*Selected text*:

- Venue: Scottish Exhibition and Conference Centre
- Dates: 26 July – 2 August 2014
- Competitors: 25 from 25 nations

Medalists
| gold medal | Charlie Flynn | Scotland |
| silver medal | Joe Fitzpatrick | Northern Ireland |
| bronze medal | Joseph Cordina | Wales |
| bronze medal | Michael Alexander | Trinidad and Tobago |

= Boxing at the 2014 Commonwealth Games – Lightweight =

Boxing competitions

The lightweight boxing competition at the 2014 Commonwealth Games in Glasgow, Scotland was held from 26 July to 2 August at the Scottish Exhibition and Conference Centre. Lightweights were limited to those boxers weighing less than 60 kilograms (132.28 lbs).

Like all Commonwealth boxing events, the competition was a straight single-elimination tournament. Both semifinal losers were awarded bronze medals, so no boxers competed again after a loss. Bouts consisted of three rounds of three minutes each, with one-minute breaks between rounds. Punches scored only if the front of the glove made full contact with the front of the head or torso of the opponent. Five judges scored each bout; three of the judges had to signal a scoring punch within one second for the punch to score. The winner of the bout was the boxer who scored the most valid punches.

*Stored records*:
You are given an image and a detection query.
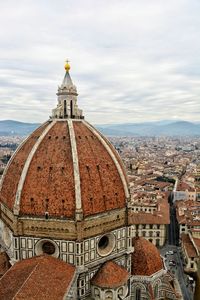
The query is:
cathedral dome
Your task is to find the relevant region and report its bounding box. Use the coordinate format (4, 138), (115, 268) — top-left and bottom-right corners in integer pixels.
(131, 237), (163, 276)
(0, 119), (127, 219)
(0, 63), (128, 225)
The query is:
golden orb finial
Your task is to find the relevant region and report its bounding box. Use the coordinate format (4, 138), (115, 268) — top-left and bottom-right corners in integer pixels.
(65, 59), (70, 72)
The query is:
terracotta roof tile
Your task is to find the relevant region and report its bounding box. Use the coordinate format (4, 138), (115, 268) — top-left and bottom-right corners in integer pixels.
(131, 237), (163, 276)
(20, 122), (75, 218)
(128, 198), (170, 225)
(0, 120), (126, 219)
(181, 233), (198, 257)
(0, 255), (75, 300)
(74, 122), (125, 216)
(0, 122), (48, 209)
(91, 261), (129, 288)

---

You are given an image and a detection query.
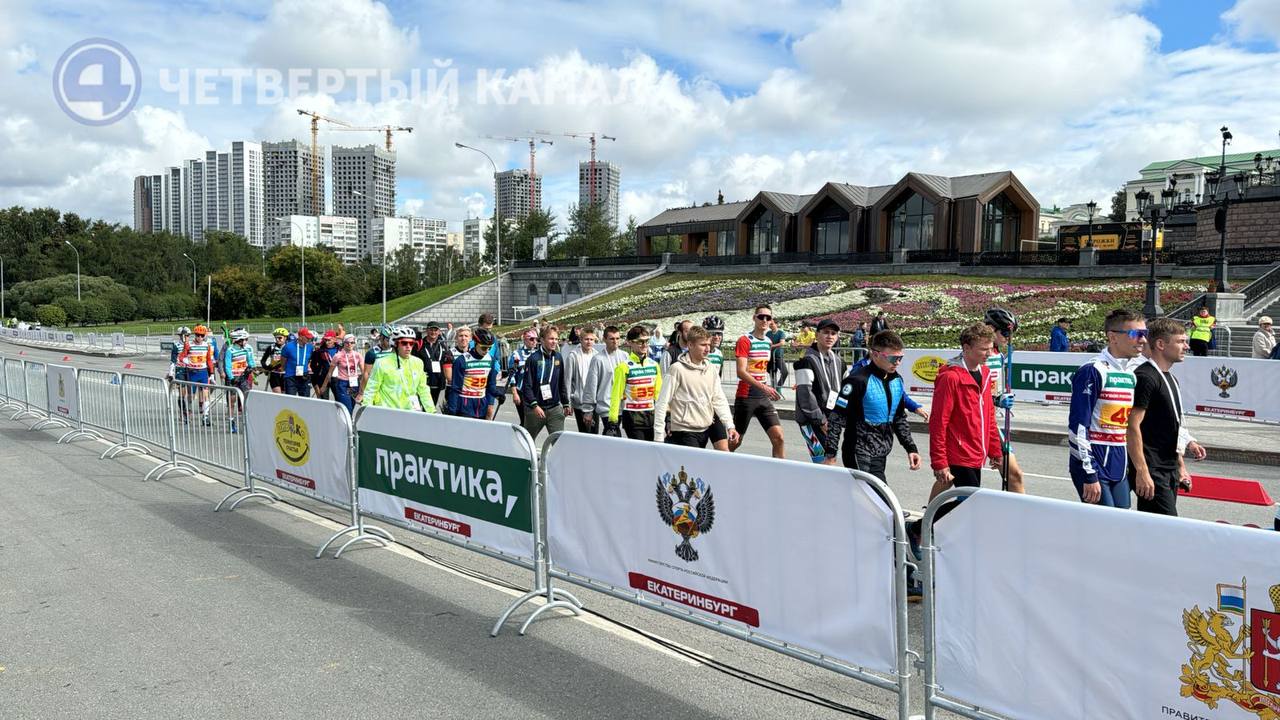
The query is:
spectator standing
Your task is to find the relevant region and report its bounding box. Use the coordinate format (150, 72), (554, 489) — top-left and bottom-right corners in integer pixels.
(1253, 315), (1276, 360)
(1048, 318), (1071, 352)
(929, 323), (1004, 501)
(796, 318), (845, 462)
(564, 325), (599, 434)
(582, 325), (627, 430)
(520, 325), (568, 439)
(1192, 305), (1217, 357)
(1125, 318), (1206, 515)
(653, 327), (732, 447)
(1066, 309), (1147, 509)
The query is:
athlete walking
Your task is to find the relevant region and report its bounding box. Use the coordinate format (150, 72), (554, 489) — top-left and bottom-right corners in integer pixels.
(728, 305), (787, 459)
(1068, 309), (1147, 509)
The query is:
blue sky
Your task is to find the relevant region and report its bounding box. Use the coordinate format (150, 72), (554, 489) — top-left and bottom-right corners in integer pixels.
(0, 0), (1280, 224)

*Given exercise 1*: Please copy the lightweight boxing page from "Boxing competitions" to "most valid punches.".
*Given exercise 2*: List every medalist named in the lightweight boxing page.
The items have no connection to the lightweight boxing page.

*Result 1*:
Boxing competitions

The lightweight boxing competition at the 2014 Commonwealth Games in Glasgow, Scotland was held from 26 July to 2 August at the Scottish Exhibition and Conference Centre. Lightweights were limited to those boxers weighing less than 60 kilograms (132.28 lbs).

Like all Commonwealth boxing events, the competition was a straight single-elimination tournament. Both semifinal losers were awarded bronze medals, so no boxers competed again after a loss. Bouts consisted of three rounds of three minutes each, with one-minute breaks between rounds. Punches scored only if the front of the glove made full contact with the front of the head or torso of the opponent. Five judges scored each bout; three of the judges had to signal a scoring punch within one second for the punch to score. The winner of the bout was the boxer who scored the most valid punches.

*Result 2*: Charlie Flynn, Joe Fitzpatrick, Joseph Cordina, Michael Alexander